| Set problem |
Could you copy each of the following rows word for word, from the first to the last?

─── Exercise data ───

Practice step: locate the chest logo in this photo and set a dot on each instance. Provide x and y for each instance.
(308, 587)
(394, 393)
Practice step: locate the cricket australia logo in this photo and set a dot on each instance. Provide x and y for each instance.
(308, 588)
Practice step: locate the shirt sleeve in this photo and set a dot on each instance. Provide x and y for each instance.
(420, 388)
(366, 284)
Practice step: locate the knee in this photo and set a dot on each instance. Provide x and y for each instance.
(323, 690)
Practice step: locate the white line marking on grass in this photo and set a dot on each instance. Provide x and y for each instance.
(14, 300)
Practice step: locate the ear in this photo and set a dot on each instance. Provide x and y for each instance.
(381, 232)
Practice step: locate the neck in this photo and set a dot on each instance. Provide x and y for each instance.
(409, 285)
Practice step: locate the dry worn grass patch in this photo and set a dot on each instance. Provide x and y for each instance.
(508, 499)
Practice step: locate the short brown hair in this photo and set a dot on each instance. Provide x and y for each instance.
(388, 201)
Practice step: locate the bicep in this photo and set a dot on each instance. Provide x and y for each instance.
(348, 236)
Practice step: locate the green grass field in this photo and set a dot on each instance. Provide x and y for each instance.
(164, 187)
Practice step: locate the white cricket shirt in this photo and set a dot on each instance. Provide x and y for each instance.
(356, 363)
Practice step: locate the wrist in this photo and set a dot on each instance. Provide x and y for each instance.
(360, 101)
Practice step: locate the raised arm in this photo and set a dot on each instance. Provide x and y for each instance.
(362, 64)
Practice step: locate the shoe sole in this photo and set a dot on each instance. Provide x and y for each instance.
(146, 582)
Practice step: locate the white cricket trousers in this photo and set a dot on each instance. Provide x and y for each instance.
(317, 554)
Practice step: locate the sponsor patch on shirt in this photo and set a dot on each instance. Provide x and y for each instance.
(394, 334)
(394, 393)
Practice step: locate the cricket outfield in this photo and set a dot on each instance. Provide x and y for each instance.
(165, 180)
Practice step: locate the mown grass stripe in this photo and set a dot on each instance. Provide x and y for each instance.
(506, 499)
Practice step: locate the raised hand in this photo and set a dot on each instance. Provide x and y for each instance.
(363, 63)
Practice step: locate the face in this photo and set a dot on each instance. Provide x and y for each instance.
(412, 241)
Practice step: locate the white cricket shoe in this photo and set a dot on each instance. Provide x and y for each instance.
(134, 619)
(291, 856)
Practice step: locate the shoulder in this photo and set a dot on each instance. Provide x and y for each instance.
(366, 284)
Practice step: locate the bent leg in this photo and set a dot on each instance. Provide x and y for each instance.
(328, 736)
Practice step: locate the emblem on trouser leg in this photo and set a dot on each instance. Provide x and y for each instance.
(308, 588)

───

| Reply to the exercise |
Practice step: locate the chest logo in this photo and set a dot on each instance. Provide x and y for each instance.
(308, 587)
(394, 393)
Practice step: locate the cricket australia logo in this photo and set a dot on each instance. Provide x and y for each instance.
(308, 588)
Practice step: locate the shirt sleeve in this photo and set a dot on each instance. Provide x and y for each instance.
(420, 388)
(366, 284)
Practice step: locate the knee in this photo and set a dot on each instance. Provide x and y for each instance.
(323, 690)
Practice step: locate the white line marking on grass in this photo and set a dot on each instance. Provide x and y for each instance.
(14, 300)
Practice step: locate the ear in this photo and set a dot on each instance. Provide x and y for each instance.
(381, 232)
Practice step: locate the neck in this photo and set a dot on each instance. Provide x and y for each instance.
(409, 285)
Practice step: locate the dry worn grass patch in this photo and set a dot on each instance. Provide x and y for each instance.
(508, 499)
Practice step: locate the short brown hair in this photo and set a dot on each instance. Provide x and y for each instance.
(388, 201)
Practice step: locate the bicep in this photo and set a dot on each instance. Provide x and y for each instance.
(348, 236)
Practice step: locate the green grass field in this photo and set a dot on each instance. Provide x and y for each instance.
(164, 187)
Practice step: locate the white cricket shirt in this photo and set a dot on each instance. Provide x and y for each instance.
(356, 363)
Practice step: locate the wrist in this photo and set a dot on each instance. Provide x and y for each instance.
(360, 101)
Practice step: locate the raised arm in this photo and set a dot on each instance. Provide x and y for each instance.
(362, 64)
Practice step: locate the shoe sole in this photo and set a dot on each instance. Provide x and y for each instance.
(146, 582)
Practice step: locate the white cricket trousers in this photo and set a dot on each instance. Provide x and y for each instance.
(317, 554)
Practice step: locate the sponsor patch on shirt in this photo and set a dot on each instance. Provide x and y for each instance.
(394, 334)
(394, 393)
Practice step: locate the cricket outfield in this photo and set a dot on each instance. Provide x and y for each instance.
(165, 180)
Practice step: locate the mown grass stripe in this photo and set a dot on each instance. Provide x and y for each instance.
(506, 499)
Practice step: locate the raised hand in this photo and set a dot on each instance. Provide x and y for each instance.
(363, 63)
Practice step: locate the face in this photo and set a dot on each instance. Provide x and y for each instance.
(412, 241)
Practice step: locate the white cricket shoe in this photo and set a dot on each instance. Provide x and y for each instance.
(134, 619)
(291, 856)
Practice step: locate the shoulder in this photo and set a dot on each instance. Provide x and y for each instance.
(366, 284)
Practice step: locate the bent leg in this photo and set a dot on each instance. Provide x and y for each instance.
(328, 736)
Practice step: locate the emblem on trouser leg in this photo and set a dot on each instance. Provide x and y for each instance.
(308, 588)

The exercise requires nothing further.